■ **DATA TO USE**:
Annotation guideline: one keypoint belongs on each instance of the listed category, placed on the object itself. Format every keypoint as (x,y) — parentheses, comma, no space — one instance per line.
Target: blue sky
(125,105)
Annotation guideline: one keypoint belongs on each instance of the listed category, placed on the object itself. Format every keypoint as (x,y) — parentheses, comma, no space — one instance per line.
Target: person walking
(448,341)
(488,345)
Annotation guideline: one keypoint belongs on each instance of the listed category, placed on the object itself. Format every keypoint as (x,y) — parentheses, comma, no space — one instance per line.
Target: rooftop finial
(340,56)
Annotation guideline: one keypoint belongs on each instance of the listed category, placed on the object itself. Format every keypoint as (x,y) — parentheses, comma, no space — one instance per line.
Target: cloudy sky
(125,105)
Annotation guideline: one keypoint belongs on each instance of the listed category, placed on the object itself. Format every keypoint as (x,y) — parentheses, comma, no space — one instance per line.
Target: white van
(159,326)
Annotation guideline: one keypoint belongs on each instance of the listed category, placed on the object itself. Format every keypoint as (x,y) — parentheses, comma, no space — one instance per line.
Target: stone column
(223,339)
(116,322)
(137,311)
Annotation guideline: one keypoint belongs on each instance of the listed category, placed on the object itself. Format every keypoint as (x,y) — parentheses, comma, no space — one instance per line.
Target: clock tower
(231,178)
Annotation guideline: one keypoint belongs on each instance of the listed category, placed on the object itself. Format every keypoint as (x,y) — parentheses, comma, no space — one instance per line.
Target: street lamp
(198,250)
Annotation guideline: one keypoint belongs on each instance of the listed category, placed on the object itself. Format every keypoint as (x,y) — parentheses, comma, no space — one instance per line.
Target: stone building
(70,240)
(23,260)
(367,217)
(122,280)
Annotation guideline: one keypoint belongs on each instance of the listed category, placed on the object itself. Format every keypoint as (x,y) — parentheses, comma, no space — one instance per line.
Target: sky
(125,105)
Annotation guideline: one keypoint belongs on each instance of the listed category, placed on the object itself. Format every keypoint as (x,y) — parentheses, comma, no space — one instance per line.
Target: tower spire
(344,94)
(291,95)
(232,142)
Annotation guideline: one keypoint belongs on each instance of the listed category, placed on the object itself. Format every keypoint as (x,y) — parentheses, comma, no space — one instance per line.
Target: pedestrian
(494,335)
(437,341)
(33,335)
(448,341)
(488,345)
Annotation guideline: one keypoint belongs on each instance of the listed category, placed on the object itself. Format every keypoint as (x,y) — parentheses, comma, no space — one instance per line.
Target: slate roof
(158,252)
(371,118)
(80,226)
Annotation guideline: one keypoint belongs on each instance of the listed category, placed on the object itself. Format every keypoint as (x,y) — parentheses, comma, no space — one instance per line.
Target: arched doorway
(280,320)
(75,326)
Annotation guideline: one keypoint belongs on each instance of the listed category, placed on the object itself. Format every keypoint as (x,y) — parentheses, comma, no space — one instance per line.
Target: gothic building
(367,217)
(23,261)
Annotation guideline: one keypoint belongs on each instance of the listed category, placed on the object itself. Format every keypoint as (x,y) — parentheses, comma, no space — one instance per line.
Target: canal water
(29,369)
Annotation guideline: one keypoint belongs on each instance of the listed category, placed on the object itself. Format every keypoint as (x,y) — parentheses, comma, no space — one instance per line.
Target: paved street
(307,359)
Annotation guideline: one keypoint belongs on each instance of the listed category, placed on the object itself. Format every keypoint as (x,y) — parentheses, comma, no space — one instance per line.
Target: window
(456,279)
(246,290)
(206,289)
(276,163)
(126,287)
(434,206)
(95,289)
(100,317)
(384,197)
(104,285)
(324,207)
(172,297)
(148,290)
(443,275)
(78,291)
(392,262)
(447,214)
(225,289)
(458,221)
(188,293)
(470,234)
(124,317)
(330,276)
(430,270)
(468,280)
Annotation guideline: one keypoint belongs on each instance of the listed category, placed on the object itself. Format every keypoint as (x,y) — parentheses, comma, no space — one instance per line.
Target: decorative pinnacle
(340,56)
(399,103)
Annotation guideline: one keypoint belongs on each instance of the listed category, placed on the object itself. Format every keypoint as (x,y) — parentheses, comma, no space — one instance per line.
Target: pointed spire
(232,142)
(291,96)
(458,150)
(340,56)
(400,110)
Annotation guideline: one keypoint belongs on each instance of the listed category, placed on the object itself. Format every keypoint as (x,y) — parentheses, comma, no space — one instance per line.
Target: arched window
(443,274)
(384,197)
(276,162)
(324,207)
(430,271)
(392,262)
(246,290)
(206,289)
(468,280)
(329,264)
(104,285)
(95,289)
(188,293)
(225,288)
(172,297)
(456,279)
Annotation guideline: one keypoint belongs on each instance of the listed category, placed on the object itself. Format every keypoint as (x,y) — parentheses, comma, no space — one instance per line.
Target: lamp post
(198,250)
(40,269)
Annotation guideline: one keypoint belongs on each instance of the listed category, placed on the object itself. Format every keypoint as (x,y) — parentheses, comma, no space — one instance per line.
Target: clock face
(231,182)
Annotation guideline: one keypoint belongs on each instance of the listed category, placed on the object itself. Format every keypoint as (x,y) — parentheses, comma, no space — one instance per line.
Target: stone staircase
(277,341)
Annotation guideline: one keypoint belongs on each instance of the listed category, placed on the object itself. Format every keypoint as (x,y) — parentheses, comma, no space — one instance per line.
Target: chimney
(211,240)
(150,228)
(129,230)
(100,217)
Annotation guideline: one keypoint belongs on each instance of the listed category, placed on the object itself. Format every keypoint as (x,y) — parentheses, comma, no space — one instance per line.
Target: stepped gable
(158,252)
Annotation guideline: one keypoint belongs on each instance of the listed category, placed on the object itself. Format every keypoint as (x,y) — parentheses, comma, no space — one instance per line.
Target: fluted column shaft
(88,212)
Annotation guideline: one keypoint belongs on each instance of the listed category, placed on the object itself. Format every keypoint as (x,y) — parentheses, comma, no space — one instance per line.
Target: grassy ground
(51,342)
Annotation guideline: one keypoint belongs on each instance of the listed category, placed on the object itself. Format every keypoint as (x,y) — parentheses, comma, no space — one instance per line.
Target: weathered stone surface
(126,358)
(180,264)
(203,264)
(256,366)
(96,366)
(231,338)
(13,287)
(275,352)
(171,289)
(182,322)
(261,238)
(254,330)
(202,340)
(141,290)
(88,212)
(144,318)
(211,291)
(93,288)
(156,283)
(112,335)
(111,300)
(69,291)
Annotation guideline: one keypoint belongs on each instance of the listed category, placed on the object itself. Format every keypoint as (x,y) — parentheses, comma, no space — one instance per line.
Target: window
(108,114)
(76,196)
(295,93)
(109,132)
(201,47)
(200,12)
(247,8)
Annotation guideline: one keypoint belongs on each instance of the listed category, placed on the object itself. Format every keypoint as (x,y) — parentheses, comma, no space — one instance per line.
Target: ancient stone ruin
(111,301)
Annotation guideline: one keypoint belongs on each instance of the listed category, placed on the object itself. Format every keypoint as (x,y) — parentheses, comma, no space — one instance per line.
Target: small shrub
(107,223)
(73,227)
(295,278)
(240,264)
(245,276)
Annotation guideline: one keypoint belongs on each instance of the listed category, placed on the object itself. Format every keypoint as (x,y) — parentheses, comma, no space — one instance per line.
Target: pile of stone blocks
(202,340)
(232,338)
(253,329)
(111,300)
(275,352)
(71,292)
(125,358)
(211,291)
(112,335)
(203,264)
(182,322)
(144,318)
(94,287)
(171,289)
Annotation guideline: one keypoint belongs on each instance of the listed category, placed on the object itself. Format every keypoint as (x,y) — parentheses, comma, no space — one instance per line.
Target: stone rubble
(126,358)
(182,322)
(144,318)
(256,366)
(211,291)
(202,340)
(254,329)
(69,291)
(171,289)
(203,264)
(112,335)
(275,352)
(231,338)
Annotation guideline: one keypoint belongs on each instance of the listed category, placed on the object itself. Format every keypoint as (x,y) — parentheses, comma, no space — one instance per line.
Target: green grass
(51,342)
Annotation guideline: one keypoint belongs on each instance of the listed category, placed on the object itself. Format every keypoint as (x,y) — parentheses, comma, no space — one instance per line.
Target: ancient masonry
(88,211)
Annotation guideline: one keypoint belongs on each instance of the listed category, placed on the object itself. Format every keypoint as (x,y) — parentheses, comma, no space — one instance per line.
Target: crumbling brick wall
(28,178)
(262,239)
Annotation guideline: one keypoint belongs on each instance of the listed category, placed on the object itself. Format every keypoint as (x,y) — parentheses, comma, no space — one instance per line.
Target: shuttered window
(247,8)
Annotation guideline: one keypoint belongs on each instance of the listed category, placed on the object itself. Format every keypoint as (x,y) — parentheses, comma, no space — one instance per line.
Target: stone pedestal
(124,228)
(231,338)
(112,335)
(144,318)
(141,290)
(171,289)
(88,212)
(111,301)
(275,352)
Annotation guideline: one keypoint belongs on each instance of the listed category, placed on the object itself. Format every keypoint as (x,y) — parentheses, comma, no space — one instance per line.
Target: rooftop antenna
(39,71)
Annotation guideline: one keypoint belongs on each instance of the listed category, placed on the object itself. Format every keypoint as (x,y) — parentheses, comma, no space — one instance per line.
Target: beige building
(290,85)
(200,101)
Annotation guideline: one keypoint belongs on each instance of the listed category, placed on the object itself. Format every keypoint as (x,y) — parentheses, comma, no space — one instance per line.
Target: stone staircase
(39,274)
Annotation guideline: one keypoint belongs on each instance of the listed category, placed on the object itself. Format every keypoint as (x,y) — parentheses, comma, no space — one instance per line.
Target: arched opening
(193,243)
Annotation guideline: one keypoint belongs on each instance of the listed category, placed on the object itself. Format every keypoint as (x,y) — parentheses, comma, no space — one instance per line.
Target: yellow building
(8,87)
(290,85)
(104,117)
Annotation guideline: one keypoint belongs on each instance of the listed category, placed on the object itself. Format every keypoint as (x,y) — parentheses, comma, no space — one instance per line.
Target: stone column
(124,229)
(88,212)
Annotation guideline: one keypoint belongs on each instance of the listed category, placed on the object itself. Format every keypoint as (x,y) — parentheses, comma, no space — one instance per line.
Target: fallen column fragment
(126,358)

■ **EXERCISE PROMPT**:
List each line in the rows above that contains the string "window". Case matters.

■ **SOLUTION TO THE EXERCISE**:
Target: window
Target: arched window
Target: window
Target: shuttered window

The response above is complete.